--- START ---

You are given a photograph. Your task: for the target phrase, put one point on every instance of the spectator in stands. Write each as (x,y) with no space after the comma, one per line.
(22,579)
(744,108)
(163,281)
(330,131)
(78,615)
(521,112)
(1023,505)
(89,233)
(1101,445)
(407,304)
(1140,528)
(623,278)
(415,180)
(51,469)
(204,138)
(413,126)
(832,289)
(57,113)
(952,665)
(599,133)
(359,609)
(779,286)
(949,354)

--- END ---

• **Exercise**
All of the data above must be retyped exactly.

• **Answer section**
You are given a photograph. Your task: for the target phrase, put one point on every instance of the spectator in stands. Write each as (x,y) with no space after the comma, one per line.
(22,579)
(744,108)
(163,281)
(330,131)
(78,615)
(521,112)
(1023,505)
(89,233)
(1101,445)
(407,304)
(1140,528)
(623,278)
(415,180)
(51,469)
(204,138)
(413,126)
(832,289)
(57,113)
(952,665)
(599,133)
(359,609)
(779,286)
(949,354)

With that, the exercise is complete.